** START OF RECORD SET **

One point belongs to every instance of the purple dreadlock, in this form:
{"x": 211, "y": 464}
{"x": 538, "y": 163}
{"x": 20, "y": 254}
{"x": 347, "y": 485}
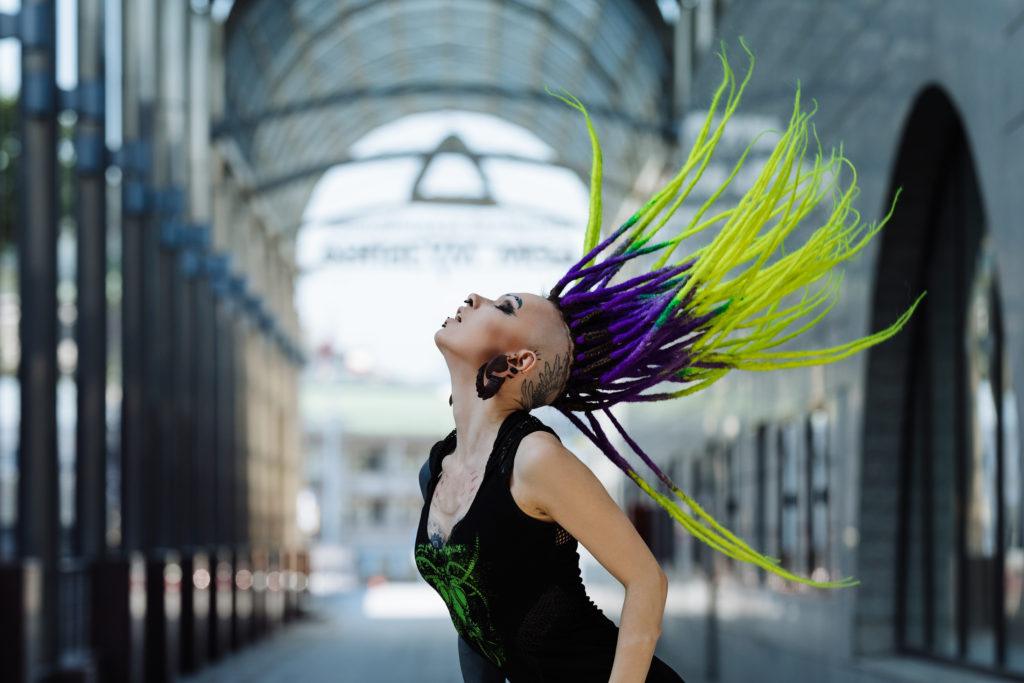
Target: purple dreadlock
{"x": 687, "y": 322}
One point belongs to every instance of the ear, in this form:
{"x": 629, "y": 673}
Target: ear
{"x": 493, "y": 374}
{"x": 523, "y": 360}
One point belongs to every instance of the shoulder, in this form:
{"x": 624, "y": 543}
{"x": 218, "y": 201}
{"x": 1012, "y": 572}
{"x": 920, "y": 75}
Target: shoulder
{"x": 542, "y": 461}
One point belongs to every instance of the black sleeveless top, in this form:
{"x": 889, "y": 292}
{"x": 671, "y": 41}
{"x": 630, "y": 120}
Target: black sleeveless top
{"x": 512, "y": 583}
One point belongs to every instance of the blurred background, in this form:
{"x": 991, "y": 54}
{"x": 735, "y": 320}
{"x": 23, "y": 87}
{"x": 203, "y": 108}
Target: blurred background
{"x": 228, "y": 231}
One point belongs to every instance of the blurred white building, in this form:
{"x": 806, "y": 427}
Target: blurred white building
{"x": 365, "y": 443}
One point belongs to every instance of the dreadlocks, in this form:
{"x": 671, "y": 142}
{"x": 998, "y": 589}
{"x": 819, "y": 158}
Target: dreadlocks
{"x": 684, "y": 322}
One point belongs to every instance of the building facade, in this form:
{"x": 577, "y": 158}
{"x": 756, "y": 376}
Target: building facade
{"x": 900, "y": 466}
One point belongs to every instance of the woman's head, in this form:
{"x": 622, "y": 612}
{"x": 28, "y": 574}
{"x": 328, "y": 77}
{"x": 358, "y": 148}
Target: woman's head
{"x": 517, "y": 343}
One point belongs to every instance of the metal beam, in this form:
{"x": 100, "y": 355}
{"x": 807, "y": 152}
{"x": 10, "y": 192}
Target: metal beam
{"x": 38, "y": 523}
{"x": 235, "y": 125}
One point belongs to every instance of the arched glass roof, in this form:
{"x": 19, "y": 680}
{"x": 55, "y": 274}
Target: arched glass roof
{"x": 306, "y": 79}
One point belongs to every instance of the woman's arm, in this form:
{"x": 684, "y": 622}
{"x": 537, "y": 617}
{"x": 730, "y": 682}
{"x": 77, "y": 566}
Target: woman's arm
{"x": 550, "y": 482}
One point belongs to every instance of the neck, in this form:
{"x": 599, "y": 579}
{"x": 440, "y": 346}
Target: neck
{"x": 476, "y": 420}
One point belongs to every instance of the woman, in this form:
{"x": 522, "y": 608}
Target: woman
{"x": 506, "y": 504}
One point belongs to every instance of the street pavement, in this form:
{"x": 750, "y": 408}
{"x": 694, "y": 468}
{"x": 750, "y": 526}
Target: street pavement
{"x": 393, "y": 633}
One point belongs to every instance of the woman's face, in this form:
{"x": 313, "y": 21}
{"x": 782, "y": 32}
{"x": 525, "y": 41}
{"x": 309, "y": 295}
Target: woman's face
{"x": 483, "y": 328}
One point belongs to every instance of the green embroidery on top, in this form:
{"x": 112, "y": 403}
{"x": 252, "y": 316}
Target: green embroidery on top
{"x": 451, "y": 569}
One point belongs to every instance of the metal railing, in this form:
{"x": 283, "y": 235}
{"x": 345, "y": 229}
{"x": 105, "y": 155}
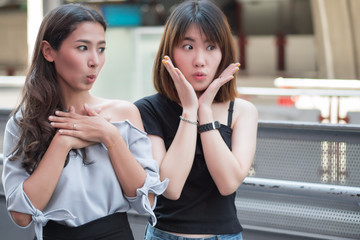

** END OF RECORD SET **

(SHORT EXERCISE)
Reproduce every line from the one containing "One point belongs to every instance of the woman's face, in" through the end of the items, requests included, and scale each coordinate in the answers by 1.75, rounding to whole numbers with halves going up. Leave the pictures out.

(ANSWER TO THIS TASK)
One point belongs to every instance of the woman's face, in this form:
{"x": 313, "y": 21}
{"x": 782, "y": 32}
{"x": 525, "y": 41}
{"x": 309, "y": 295}
Target: woman's face
{"x": 845, "y": 574}
One point belongs to every instance of the green embroidery on top, in this form:
{"x": 112, "y": 403}
{"x": 252, "y": 316}
Target: green embroidery on top
{"x": 789, "y": 996}
One point belongs to every instance of the metal railing, in this form:
{"x": 283, "y": 235}
{"x": 345, "y": 229}
{"x": 105, "y": 155}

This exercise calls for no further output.